··· Bloco de texto ···

Uma reflexão a partir de Friedrich Nietzsche (1844-1900)
A vida é incertezas, ela não é matemática, ela é superação, desespero, esperança, amor, ódio... Eu não sei por que há pessoas que param na rua para aquelas ciganas lerem as mãos; há ainda àqueles que vão à cartomante para jogar os búzios e as cartas de tarô; sem contar os “profetas” que estão por aí dizendo o que vai acontecer. A vida é projeção, construção, nada pronto, é imperfeição e isso é uma bênção.
No aspecto religioso nossas igrejas estão cheias de pessoas procurando saber qual é a “vontade de Deus” para as suas vidas. É o jovem que diz que esta orando para ver se o namoro com a moça é da “vontade de Deus”; é uma família que esta com um enfermo em casa e sempre esta orando para saber qual é a “vontade de Deus”; a saída ilesa de um acidente é interpretada como “livramento de Deus”, portanto, não era da sua “vontade” a morte naquele momento, como se ele tivesse um relógio celestial em que marcasse a hora das pessoas morrerem. Apegamo-nos em algo que possa compensar a fragilidade, e a religião é uma dessas formas, ou um código simbólico para fazer uma leitura, ainda que ilusória em alguns momentos, da realidade.
Lembro-me de um caso que vi na tevê (escrevi um texto no dia 13/06/09 “Era possível um milagre?”) sobre o acidente do avião francês da companhia Air France. Bem, um programa de TV entrevistou um rapaz que no último minuto foi impedido de embarcar porque o avião já estava taxiando. Estavam no programa mais dois convidados: um astrólogo e um teólogo da Universidade Presbiteriana Mackenzie. Eles tentavam entender porque o jovem não morreu com todos os outros. Para encurtar aquelas bobagens, que nem mesmo tive paciência de acompanhar até o fim, o professor universitário afirmou que o jovem não entrou no voo porque ele precisava acertar alguma coisa em sua vida, por isso Deus o poupou. Simplesmente um absurdo. Uma postura recheada de conceitos calvinistas. Mas que Deus seria esse que poupou apenas uns e não mais de 200 pessoas? Se pudesse impedir, para quem entende que Deus permite tudo e se permite pode impedir, por que não segurou a aeronave no ar?

··· Linhas listadas ···

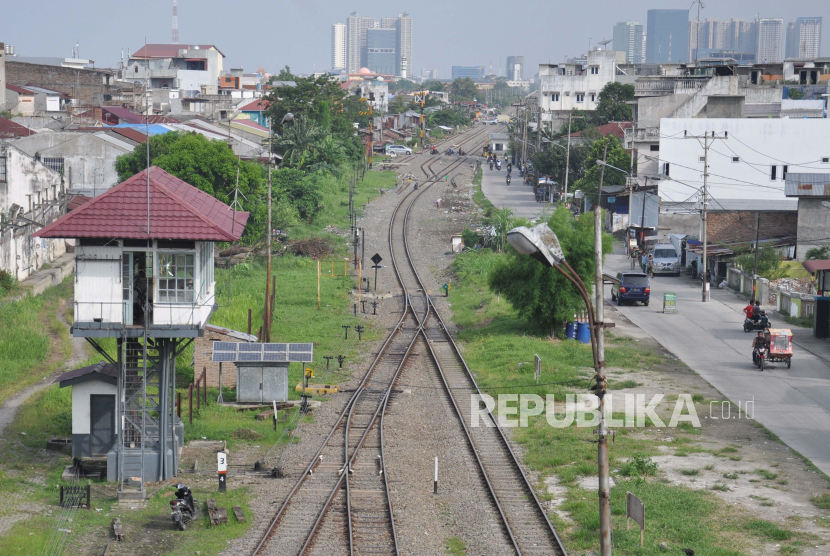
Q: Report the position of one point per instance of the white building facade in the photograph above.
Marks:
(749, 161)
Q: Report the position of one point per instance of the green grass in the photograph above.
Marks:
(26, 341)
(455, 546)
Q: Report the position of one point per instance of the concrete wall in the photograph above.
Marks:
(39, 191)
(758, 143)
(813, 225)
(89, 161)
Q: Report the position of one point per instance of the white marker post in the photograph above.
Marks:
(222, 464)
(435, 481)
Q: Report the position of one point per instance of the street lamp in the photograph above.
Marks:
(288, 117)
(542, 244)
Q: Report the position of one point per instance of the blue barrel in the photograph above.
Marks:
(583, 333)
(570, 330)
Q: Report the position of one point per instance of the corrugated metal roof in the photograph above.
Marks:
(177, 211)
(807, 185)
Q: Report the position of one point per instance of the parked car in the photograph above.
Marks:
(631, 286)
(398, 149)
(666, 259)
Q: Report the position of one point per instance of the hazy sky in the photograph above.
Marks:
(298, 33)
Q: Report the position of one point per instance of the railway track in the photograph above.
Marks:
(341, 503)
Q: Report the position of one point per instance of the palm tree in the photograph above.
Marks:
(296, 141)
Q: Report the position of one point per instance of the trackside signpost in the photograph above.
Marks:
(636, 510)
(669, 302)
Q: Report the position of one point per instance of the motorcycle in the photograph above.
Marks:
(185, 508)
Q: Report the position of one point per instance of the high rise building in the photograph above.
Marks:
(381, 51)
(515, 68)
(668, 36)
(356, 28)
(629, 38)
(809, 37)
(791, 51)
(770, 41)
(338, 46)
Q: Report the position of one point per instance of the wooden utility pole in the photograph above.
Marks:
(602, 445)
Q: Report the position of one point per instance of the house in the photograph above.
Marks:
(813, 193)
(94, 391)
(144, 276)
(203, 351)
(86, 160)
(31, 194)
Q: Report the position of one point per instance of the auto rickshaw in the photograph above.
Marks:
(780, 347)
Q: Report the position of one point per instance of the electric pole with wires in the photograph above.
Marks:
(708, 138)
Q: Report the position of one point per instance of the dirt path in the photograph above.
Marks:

···

Tarefa proposta: Transcreva da reflexão inspirada em Nietzsche o trecho entre "No aspecto religioso" e "momentos, da realidade.", inclusive. As linhas acima não são necessárias.

Solução:
No aspecto religioso nossas igrejas estão cheias de pessoas procurando saber qual é a “vontade de Deus” para as suas vidas. É o jovem que diz que esta orando para ver se o namoro com a moça é da “vontade de Deus”; é uma família que esta com um enfermo em casa e sempre esta orando para saber qual é a “vontade de Deus”; a saída ilesa de um acidente é interpretada como “livramento de Deus”, portanto, não era da sua “vontade” a morte naquele momento, como se ele tivesse um relógio celestial em que marcasse a hora das pessoas morrerem. Apegamo-nos em algo que possa compensar a fragilidade, e a religião é uma dessas formas, ou um código simbólico para fazer uma leitura, ainda que ilusória em alguns momentos, da realidade.